Dataset excerpts.
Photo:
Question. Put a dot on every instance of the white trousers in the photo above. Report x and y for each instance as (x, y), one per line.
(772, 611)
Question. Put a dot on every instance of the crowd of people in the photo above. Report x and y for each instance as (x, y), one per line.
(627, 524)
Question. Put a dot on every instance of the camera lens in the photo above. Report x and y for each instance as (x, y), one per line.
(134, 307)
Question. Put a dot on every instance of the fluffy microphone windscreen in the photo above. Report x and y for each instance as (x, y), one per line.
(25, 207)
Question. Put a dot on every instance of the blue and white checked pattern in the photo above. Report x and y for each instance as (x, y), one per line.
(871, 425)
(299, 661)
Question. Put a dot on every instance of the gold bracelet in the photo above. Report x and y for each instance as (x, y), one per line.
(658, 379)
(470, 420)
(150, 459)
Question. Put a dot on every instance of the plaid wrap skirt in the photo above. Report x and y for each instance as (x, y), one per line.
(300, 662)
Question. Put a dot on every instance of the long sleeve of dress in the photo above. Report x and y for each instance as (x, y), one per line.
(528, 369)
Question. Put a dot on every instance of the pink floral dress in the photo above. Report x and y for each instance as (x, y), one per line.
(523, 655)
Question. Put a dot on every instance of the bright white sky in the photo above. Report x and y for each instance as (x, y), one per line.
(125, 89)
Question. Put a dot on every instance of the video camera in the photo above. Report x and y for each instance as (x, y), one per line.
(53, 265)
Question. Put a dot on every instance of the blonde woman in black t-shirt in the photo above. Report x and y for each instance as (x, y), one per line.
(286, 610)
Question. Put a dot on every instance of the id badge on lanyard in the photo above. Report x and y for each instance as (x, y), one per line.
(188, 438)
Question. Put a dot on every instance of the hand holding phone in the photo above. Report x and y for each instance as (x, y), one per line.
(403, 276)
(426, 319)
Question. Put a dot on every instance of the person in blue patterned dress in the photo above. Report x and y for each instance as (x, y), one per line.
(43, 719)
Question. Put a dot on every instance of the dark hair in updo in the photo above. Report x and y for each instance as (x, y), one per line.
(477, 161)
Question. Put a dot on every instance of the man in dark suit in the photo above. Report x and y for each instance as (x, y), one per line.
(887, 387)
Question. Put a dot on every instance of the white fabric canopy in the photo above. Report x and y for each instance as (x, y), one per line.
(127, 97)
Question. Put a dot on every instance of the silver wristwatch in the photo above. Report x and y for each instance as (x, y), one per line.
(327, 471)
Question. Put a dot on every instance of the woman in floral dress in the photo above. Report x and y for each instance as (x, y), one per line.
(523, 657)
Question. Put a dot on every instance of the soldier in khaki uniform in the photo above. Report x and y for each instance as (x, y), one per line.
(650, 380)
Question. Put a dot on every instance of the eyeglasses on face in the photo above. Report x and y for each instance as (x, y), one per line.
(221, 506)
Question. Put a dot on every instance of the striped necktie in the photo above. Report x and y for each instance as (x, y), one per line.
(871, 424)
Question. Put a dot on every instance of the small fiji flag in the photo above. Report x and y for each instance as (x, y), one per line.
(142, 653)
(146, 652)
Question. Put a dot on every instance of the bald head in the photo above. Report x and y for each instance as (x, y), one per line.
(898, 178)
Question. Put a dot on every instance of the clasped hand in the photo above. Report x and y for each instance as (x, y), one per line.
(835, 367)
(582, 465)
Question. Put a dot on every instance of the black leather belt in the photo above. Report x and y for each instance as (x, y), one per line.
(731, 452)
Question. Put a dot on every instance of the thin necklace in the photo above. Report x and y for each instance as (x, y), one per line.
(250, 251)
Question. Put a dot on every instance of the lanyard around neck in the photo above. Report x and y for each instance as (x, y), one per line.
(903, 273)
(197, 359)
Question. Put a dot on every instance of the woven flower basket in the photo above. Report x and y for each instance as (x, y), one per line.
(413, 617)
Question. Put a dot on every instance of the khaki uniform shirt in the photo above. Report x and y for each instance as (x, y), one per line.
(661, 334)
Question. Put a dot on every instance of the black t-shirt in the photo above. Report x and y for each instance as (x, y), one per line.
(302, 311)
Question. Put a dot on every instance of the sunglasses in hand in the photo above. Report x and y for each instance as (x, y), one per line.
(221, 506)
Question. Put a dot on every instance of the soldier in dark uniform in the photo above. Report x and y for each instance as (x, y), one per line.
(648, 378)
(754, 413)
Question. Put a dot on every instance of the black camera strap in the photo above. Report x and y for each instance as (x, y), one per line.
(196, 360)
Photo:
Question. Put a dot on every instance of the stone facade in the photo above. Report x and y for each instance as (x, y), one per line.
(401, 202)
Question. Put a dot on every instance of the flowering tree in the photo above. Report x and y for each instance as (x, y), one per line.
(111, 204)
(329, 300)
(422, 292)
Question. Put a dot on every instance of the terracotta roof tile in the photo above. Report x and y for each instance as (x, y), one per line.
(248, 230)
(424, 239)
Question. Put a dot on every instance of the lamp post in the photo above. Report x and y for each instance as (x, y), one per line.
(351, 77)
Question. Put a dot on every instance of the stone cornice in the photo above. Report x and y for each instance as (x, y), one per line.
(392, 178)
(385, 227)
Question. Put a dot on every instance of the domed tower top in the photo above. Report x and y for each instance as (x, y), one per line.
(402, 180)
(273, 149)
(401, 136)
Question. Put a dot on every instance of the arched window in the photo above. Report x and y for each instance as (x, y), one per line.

What is expected.
Repeat the data exactly. Leave nothing out.

Final answer.
Photo:
Question. Put a dot on every instance of the white trousers in the photo above. Report x and y for each instance as (x, y), one per line.
(772, 611)
Question. Put a dot on every instance of the crowd of people in the photo above. Report x and y for each instance as (x, y), one per line.
(627, 524)
Question. Put a dot on every instance of the camera lens in the photo above. Report x and y for each instance as (x, y), one per line.
(134, 307)
Question. Put a dot on every instance of the fluffy microphone windscreen in the photo above. Report x and y for each instance as (x, y), one per line.
(25, 207)
Question. Put a dot on every instance of the blue and white checked pattern in the photo above. Report x and y for each instance as (x, y), one per line.
(871, 425)
(299, 661)
Question. Put a dot on every instance of the gold bracelet in the photo above. Report x and y for each instance as (x, y), one per line.
(658, 379)
(470, 420)
(150, 459)
Question. Put a dot on every instance of the plaid wrap skirt in the photo above. Report x and y for each instance as (x, y), one per line.
(300, 662)
Question. Put a dot on every instance of the long sleeve of dress in the photo above. Report x and y for each instance as (x, y), one per line.
(528, 369)
Question. Put a dot on every instance of the pink floral dress in the photo above. Report x and y for each instance as (x, y), one per line.
(523, 655)
Question. Put a dot on every instance of the bright white sky in the photo above. Report x and y for each instance as (x, y), one per line.
(125, 89)
Question. Put a dot on every instance of the video camera in the photo above. Report x and y for each instance as (x, y), one per line.
(53, 265)
Question. Put a dot on every instance of the blonde woman in black t-shirt in the photo above. Report x and y for each instance as (x, y), one per line.
(286, 610)
Question. Put a dot on every instance of the id badge on lanyard in the photo above. Report x and y for each instance as (x, y), one per line.
(188, 438)
Question. Put a dot on every instance of the hand holding phone in the photo above. Report x and y for each instance as (x, y), one per line.
(403, 276)
(426, 319)
Question. Put a dot on every instance of the person in blue patterned dress in the photo above. Report x and y for each instance as (x, y), one per line.
(43, 719)
Question. Put a dot on every instance of the dark hair in updo in the photo above. Report x and y for each instance as (x, y), one per line.
(477, 161)
Question. Put a dot on every instance of the man in dark suit in the photo above. Report x and y for each instance as (x, y), one per line.
(887, 387)
Question. Put a dot on every instance of the white fabric canopy in the photo above. Report x and y for each instance as (x, y), one per line.
(127, 97)
Question. Put a dot on every instance of the silver wristwatch in the photo above. Report x and y for each instance as (x, y), one per line.
(327, 471)
Question. Put a dot on every instance of the woman in floral dress in the photo above. Report x and y for each instance as (x, y), one per line.
(523, 657)
Question. Put a dot on every instance of the soldier in khaki uniform in the photo above. Report x and y for each instance as (x, y), one per line.
(650, 380)
Question. Put a dot on every instance of the eyeglasses on face in the photo above. Report x and y for each instance as (x, y), one per line.
(221, 506)
Question. Put a dot on every instance of the striped necktie in the photo above. Report x and y for each instance as (x, y), one per line.
(871, 424)
Question. Put a dot on every instance of the small fiji flag in the photo above. Report x and y for each instance as (x, y), one per line.
(142, 653)
(146, 652)
Question. Put a dot on every instance of the bald head in the photo above. Report x and y for each instance as (x, y), one per line.
(898, 178)
Question. Put a dot on every instance of the clasped hand in the photo above. Report x and y for each instance as (x, y), one per line.
(835, 367)
(582, 465)
Question. Put a dot on every instance of the black leather belt in the photo above. Report x and y for each instance as (x, y), one per line.
(731, 452)
Question. Put a dot on every instance of the thin necklace in the photo above. Report x and y for each instance as (x, y), one per line.
(250, 251)
Question. Put a dot on every instance of the lanyard around neck in the photo above. Report x and y for each instance as (x, y), one per line.
(903, 273)
(197, 359)
Question. Put a dot on every instance of the woven flower basket in the photo above. Report x and y for each instance as (x, y), one per line.
(413, 617)
Question. Put a dot on every instance of the khaki uniform shirt in the photo above. Report x and y for each instance as (x, y), one per line.
(661, 334)
Question. Put a dot on every instance of the black t-shirt in the photo above. Report x and y for each instance as (x, y), one per line.
(302, 311)
Question. Put a dot on every instance of the sunglasses in hand in the photo above. Report x and y for each instance as (x, y), one per line.
(221, 506)
Question. Put a dot on every instance of the soldier in dark uniform in the photo above. Report x and y for each instance as (x, y), one per line.
(648, 378)
(754, 413)
Question. Put a dot on every instance of the black camera strap in the photo above. Report x and y for each instance as (x, y), one per line.
(196, 360)
Photo:
Question. Put a dot on every instance of the stone facade in the photo above. Report x and y for each instance as (x, y), one per line.
(401, 202)
Question. Put a dot on every instance of the flowering tree in the photo above. Report x and y for each instance as (x, y), one per line.
(111, 204)
(329, 300)
(422, 292)
Question. Put a dot on every instance of the terracotta roof tile in the photo above. Report x and y for each instance as (x, y), one per line.
(248, 230)
(424, 239)
Question. Put a dot on every instance of the lamp post in the photo above. Report x and y for each instance as (x, y), one per line.
(351, 77)
Question. Put a dot on every instance of the stone cornice in the photo above. Report x and y for each instance as (x, y), one per line.
(392, 178)
(385, 227)
Question. Put a dot on every instance of the domed tower top in the photo above. Report x and y for each instance as (x, y), one per line.
(402, 180)
(273, 149)
(401, 136)
Question. Put a dot on every instance of the arched window in the photo above. Report x and y for each instance as (x, y), one per line.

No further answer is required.